» Objective
Rewrite the records below from the line containing "Each instance receives exactly one keypoint. Tag the stacked" through the end of the records, keeping every line, and add 45 to each coordinate value in the answers.

» Items saved from a collection
== == ==
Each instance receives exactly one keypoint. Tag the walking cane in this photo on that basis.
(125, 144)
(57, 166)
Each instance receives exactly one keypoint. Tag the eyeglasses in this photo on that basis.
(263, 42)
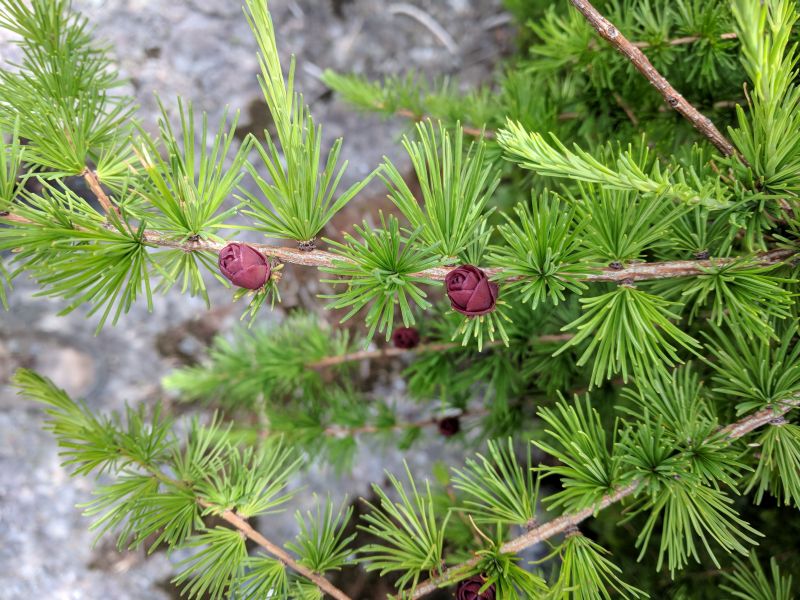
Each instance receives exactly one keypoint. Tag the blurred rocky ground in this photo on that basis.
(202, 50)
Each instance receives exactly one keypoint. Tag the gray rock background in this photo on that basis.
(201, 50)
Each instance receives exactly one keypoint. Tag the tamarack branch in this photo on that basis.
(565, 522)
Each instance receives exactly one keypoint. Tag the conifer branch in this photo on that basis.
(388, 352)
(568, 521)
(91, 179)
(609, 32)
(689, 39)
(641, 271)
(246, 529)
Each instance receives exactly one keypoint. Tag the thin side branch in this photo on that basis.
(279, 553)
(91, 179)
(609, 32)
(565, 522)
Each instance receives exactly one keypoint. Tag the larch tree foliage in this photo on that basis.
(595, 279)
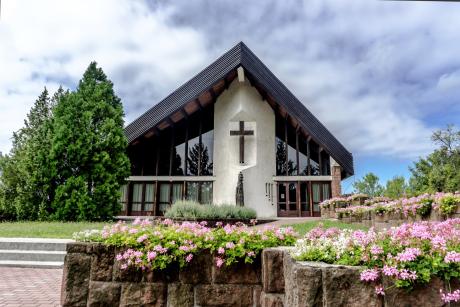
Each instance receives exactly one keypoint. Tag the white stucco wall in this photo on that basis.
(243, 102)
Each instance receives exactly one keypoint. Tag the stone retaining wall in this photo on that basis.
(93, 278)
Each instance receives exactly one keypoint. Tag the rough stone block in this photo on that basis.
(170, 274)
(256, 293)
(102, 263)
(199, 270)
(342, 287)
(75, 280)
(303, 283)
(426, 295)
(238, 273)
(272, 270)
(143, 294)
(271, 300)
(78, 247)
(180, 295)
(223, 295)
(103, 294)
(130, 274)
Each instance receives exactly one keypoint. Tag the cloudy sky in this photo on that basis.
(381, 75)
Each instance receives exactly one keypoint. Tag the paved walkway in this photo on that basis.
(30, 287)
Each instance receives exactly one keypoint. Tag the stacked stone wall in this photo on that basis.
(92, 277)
== == ==
» Task solution
Each instance receives exactly one keypoint. Tag the stacked stone wall in this photo on that basis.
(137, 322)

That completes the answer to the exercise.